Information provided Block Start

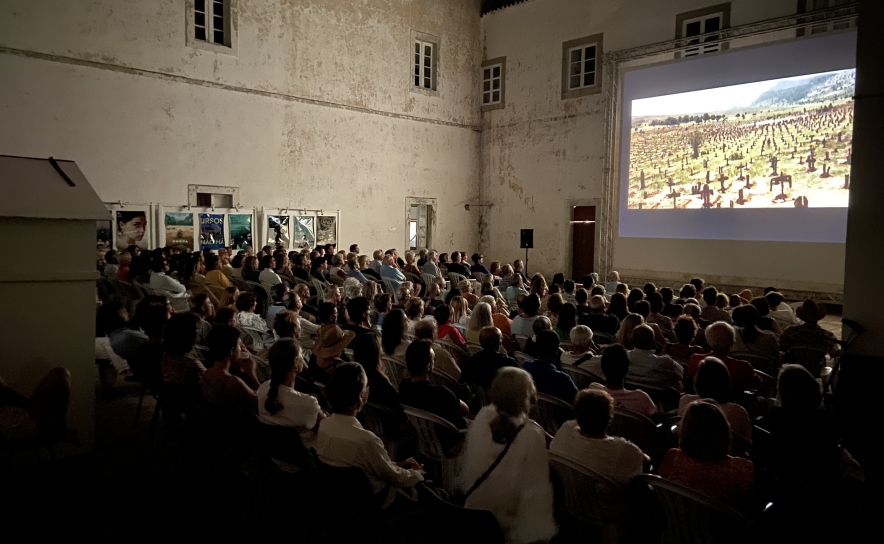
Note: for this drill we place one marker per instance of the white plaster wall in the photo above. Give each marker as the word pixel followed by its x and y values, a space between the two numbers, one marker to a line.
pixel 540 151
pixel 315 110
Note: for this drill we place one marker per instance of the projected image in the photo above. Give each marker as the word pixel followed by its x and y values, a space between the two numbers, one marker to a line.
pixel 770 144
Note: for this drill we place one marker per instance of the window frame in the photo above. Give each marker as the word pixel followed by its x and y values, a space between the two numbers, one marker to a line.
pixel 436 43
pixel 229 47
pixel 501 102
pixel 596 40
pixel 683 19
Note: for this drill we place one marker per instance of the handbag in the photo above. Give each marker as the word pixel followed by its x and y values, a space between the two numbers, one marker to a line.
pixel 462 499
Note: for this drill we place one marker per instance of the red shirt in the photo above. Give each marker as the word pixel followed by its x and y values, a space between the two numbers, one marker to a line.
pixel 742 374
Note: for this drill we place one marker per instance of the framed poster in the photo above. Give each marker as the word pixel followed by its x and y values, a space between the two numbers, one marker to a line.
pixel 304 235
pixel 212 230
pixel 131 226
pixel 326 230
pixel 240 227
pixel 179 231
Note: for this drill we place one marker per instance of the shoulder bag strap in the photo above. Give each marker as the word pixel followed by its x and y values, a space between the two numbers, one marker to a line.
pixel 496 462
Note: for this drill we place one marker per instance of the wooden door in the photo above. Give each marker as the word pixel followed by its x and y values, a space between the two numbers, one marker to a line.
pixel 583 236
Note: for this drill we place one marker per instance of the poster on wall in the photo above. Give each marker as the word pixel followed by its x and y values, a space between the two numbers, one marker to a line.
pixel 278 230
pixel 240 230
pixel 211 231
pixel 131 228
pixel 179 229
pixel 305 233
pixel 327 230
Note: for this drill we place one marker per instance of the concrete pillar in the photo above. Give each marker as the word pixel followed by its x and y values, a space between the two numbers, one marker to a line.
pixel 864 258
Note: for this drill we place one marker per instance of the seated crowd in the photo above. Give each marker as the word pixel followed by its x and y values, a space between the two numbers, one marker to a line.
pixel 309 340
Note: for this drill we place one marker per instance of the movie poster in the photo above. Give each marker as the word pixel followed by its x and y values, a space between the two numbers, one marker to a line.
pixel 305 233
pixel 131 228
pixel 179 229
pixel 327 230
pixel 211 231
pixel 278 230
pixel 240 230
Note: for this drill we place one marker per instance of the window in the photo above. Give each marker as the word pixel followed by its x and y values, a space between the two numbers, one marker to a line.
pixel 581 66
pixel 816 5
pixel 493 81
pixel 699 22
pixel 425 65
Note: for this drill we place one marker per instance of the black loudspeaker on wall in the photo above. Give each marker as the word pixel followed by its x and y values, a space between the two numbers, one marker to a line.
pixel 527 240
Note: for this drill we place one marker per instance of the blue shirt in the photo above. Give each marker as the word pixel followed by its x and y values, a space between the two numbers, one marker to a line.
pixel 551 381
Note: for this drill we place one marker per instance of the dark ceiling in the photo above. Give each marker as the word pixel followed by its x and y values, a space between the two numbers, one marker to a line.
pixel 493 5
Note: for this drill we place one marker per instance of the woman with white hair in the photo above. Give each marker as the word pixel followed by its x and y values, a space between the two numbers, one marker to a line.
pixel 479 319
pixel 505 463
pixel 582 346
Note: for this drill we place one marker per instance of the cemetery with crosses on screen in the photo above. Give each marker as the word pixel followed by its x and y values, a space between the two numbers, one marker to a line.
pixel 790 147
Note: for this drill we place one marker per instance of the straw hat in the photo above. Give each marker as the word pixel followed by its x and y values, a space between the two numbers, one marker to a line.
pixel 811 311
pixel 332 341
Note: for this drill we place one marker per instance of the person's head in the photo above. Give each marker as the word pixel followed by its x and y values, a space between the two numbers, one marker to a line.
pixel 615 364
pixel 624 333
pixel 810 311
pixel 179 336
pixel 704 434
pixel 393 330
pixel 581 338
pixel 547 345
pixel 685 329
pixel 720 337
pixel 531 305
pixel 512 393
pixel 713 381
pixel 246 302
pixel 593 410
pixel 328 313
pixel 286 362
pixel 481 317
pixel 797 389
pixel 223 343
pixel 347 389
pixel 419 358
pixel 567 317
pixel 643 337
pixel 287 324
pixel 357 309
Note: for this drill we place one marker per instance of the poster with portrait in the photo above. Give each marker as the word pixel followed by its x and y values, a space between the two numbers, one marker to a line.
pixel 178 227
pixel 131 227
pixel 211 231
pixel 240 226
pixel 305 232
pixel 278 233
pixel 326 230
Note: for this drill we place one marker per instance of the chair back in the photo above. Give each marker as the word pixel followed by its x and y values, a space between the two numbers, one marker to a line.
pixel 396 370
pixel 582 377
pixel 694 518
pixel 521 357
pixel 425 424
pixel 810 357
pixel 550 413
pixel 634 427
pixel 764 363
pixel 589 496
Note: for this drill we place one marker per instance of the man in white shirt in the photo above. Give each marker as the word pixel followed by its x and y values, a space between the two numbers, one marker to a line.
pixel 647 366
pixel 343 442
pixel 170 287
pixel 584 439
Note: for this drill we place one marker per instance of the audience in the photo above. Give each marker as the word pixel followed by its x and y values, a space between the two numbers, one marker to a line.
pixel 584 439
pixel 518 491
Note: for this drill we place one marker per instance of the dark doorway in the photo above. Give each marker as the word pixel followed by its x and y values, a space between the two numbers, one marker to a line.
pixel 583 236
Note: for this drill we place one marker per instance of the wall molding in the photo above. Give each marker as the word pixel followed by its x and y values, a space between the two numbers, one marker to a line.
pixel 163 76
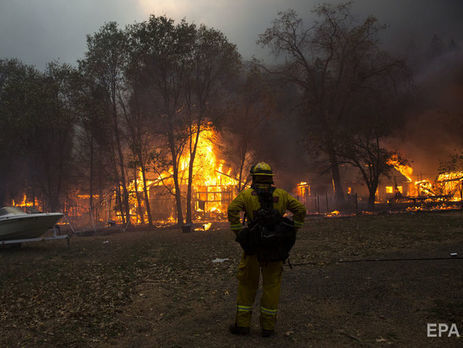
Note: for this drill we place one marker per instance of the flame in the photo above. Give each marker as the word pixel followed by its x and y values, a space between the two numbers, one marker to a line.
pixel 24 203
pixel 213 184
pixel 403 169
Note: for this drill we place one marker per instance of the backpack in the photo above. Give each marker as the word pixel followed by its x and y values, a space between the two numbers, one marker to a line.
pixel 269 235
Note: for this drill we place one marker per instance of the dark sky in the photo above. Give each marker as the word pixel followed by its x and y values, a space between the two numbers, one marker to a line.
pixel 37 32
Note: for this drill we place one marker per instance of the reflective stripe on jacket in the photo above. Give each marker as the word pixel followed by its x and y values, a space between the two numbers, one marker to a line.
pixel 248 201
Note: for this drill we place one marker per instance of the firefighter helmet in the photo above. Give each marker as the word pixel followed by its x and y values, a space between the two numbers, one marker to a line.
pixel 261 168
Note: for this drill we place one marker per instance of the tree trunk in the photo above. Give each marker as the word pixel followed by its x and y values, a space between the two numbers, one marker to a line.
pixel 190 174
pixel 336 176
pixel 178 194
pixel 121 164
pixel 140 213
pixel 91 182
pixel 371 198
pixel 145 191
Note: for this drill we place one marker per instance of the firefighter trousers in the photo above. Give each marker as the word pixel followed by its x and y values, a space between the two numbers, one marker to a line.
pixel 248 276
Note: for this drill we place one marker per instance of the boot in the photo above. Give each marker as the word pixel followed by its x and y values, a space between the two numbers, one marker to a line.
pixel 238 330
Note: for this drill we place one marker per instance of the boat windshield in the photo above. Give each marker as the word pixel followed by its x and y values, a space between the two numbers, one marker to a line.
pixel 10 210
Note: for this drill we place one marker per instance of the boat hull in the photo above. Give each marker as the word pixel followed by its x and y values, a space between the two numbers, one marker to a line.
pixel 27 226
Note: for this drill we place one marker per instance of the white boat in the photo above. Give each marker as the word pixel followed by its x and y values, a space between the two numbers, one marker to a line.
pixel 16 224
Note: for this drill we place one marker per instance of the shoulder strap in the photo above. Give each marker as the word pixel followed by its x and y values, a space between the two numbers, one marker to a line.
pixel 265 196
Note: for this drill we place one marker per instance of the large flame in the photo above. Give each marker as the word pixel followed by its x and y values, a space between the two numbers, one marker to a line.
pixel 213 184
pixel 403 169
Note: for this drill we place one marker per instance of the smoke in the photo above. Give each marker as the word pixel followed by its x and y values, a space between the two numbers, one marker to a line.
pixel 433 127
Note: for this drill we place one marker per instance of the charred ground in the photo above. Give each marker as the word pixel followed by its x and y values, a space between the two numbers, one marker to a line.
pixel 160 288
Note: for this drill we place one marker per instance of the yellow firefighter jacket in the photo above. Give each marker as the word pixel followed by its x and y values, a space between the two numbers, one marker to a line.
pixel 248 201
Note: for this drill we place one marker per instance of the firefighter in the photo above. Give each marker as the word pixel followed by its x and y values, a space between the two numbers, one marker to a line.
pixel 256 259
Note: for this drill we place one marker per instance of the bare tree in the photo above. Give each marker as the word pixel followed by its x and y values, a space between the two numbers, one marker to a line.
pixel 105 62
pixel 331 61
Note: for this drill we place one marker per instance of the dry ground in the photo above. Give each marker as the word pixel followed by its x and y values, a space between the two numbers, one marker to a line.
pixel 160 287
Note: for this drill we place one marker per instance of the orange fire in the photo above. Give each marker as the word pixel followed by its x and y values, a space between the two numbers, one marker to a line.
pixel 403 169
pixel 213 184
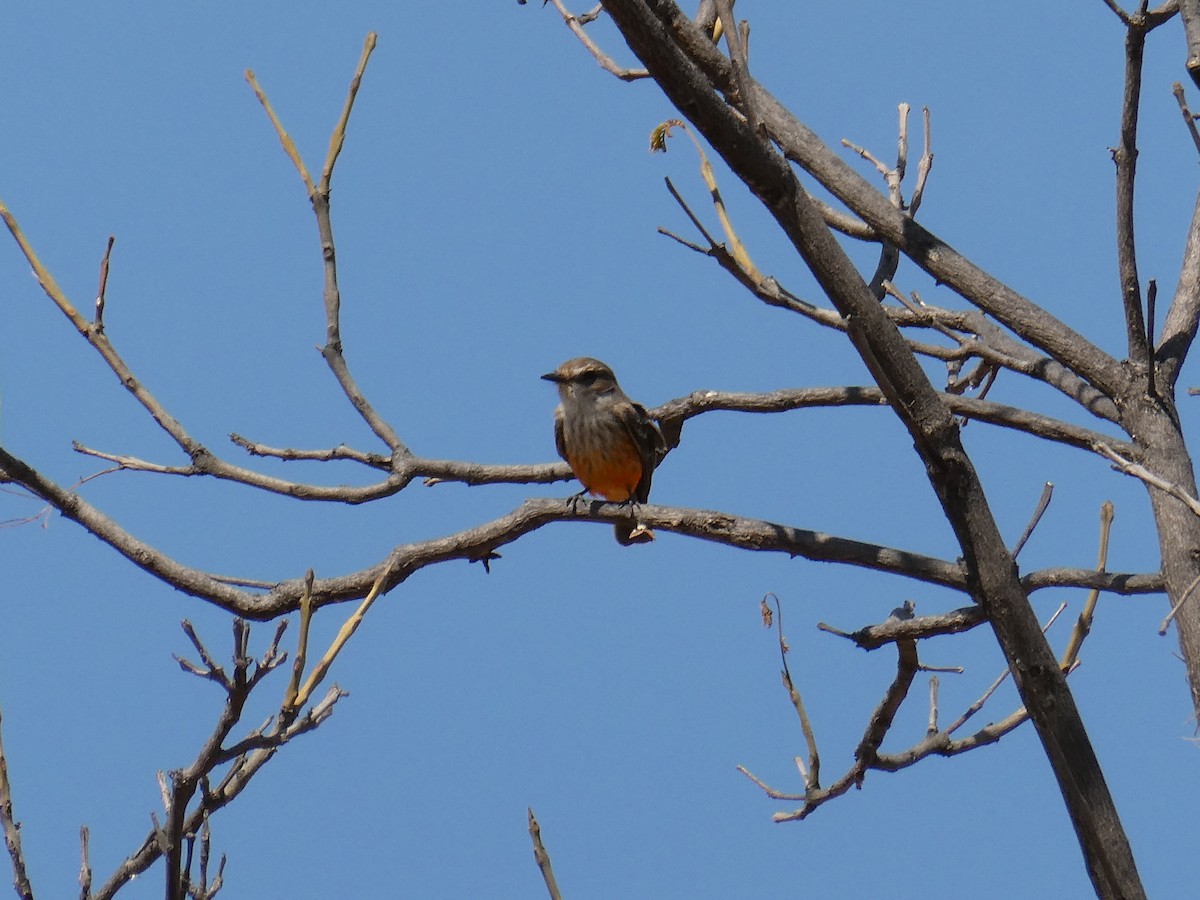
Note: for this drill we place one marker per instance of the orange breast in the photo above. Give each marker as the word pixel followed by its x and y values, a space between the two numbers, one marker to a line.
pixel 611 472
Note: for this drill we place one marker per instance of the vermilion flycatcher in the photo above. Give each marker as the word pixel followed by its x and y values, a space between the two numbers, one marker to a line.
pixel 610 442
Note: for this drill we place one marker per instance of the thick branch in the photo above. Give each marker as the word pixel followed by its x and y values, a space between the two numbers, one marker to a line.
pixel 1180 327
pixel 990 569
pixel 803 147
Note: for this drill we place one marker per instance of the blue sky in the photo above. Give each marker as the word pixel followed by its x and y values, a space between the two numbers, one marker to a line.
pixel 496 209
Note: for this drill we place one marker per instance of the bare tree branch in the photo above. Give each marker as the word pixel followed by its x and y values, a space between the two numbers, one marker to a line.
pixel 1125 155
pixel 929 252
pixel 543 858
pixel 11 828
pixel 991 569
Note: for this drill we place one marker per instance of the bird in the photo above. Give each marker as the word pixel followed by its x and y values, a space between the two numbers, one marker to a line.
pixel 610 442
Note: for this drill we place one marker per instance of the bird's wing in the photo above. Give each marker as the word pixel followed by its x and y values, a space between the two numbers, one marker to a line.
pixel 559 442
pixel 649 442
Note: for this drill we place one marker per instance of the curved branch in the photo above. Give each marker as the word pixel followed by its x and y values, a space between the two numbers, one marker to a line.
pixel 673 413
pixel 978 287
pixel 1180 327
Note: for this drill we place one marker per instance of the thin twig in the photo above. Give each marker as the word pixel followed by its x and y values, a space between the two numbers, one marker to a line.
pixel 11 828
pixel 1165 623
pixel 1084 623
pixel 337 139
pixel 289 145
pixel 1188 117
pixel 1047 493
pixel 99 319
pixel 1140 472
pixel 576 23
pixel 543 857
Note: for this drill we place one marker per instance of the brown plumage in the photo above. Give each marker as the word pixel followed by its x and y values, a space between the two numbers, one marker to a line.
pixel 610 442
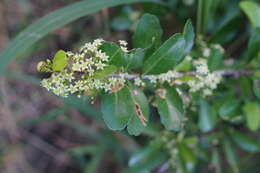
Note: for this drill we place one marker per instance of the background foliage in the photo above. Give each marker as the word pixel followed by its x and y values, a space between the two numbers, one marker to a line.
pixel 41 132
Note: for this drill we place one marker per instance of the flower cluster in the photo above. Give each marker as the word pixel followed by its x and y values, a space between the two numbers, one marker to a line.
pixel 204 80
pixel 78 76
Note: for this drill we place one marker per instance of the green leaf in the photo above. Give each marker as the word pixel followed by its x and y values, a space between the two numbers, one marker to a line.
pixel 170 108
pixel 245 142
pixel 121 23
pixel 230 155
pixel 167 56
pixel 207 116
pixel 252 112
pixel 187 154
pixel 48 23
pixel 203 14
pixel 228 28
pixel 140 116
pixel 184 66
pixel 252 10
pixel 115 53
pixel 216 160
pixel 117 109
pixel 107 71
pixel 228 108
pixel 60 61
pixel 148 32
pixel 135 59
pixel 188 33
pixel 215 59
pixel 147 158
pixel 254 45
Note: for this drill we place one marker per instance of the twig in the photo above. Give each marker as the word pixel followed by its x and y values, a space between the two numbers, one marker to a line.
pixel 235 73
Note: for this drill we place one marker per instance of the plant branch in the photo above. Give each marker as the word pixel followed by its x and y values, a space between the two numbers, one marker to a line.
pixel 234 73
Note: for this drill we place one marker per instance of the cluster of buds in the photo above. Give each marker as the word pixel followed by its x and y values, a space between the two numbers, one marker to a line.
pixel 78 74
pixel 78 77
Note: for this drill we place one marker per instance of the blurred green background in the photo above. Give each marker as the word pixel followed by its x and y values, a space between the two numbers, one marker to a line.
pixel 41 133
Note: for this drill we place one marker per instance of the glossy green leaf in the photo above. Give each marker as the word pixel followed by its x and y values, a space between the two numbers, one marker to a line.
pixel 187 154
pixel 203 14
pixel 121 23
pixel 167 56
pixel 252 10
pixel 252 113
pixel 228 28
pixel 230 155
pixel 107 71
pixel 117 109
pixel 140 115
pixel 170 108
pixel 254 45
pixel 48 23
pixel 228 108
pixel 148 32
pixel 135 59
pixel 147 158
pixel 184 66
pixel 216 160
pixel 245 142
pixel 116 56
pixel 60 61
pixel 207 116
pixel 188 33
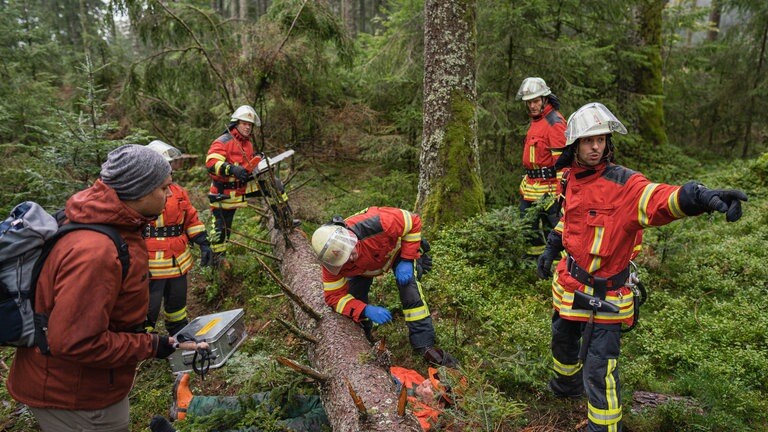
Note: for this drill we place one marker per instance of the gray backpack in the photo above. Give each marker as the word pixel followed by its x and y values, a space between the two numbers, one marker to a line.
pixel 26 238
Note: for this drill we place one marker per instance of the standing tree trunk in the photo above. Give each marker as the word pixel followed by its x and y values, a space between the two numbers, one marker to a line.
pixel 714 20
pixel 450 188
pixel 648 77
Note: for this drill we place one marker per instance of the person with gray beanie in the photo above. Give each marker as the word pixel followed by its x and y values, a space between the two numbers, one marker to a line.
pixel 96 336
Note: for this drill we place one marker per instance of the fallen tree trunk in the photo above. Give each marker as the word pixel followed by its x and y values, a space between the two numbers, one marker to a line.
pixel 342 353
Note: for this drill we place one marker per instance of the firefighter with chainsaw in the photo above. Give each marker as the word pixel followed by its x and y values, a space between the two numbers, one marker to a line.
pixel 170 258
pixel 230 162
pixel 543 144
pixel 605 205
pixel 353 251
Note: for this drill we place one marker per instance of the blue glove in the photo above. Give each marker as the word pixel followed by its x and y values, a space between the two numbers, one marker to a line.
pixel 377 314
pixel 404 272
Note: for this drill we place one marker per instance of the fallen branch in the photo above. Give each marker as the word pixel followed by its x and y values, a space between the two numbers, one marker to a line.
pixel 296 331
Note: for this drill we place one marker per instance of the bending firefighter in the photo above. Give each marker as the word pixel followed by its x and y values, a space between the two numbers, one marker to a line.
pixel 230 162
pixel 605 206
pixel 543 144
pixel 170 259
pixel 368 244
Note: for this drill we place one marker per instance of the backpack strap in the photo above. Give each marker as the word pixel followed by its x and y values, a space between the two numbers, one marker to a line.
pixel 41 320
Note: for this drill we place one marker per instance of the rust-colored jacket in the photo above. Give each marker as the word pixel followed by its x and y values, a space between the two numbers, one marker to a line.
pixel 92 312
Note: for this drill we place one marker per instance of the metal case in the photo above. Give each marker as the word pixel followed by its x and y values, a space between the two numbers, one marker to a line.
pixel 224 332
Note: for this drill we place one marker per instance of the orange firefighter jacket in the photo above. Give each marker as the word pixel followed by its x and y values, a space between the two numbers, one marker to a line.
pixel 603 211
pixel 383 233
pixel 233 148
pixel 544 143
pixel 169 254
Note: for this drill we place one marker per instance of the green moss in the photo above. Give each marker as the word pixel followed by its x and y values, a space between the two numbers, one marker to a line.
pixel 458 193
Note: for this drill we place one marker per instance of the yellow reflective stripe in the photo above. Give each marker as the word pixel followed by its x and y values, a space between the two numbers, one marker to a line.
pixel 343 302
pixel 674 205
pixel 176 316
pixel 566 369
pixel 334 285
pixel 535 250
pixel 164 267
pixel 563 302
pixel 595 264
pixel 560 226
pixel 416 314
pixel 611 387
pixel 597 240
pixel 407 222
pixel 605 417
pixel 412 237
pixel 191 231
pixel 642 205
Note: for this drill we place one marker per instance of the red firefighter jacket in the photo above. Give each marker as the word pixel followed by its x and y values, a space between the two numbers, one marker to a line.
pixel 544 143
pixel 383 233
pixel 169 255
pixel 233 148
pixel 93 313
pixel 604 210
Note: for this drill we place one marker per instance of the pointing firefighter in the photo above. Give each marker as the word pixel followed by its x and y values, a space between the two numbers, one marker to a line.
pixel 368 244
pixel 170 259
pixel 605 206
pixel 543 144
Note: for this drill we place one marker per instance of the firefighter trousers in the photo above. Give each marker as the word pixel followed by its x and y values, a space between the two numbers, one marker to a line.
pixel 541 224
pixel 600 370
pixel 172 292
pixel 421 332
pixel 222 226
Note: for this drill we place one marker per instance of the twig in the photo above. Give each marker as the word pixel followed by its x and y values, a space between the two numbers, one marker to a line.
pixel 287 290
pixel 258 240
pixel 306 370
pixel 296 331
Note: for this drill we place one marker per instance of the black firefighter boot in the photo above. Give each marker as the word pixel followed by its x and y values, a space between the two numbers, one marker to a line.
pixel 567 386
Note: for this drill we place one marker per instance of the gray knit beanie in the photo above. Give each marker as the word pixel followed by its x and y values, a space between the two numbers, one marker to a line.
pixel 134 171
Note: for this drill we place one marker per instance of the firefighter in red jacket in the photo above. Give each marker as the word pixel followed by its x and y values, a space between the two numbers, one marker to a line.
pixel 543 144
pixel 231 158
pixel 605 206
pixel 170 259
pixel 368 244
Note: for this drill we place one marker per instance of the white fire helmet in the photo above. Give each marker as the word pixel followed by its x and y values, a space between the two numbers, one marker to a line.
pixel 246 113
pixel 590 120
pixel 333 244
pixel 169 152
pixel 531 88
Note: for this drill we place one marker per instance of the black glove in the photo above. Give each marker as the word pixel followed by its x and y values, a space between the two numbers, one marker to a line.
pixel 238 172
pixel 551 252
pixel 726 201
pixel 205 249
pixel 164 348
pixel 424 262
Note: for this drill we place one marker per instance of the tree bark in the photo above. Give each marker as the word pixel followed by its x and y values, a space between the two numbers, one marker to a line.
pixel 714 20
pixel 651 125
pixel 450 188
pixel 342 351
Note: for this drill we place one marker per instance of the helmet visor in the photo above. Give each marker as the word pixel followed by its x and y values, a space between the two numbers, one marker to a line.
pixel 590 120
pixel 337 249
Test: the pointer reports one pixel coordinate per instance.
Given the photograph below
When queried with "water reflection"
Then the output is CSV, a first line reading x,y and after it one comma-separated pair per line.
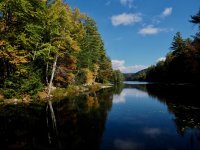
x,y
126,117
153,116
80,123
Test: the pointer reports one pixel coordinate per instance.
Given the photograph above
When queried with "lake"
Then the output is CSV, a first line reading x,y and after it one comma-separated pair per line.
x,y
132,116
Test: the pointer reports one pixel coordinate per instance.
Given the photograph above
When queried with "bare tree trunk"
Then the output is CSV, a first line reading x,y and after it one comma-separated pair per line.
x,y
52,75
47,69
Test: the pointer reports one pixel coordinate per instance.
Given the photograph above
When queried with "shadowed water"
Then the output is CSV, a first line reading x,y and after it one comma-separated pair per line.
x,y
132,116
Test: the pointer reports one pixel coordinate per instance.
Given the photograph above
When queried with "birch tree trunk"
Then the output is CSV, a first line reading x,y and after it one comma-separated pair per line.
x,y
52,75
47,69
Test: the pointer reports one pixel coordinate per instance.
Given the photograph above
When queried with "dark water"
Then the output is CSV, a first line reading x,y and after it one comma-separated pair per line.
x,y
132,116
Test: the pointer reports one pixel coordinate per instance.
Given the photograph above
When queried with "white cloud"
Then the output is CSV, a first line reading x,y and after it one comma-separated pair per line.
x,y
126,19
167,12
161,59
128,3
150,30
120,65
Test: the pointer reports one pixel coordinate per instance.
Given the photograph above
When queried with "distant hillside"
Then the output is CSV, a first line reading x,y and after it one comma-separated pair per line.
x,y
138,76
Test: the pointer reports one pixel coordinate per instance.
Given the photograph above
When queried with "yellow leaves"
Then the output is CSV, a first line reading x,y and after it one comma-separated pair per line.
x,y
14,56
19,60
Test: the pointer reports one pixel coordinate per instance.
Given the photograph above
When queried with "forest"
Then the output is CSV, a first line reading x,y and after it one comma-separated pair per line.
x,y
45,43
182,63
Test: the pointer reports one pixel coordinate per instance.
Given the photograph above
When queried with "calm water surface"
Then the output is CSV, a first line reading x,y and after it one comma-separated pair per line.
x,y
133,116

Information provided Block End

* [What to work on] Looking at the entries, state how many lines hold the string "queried", with the number as the sole reply.

* [Response for this exercise] 11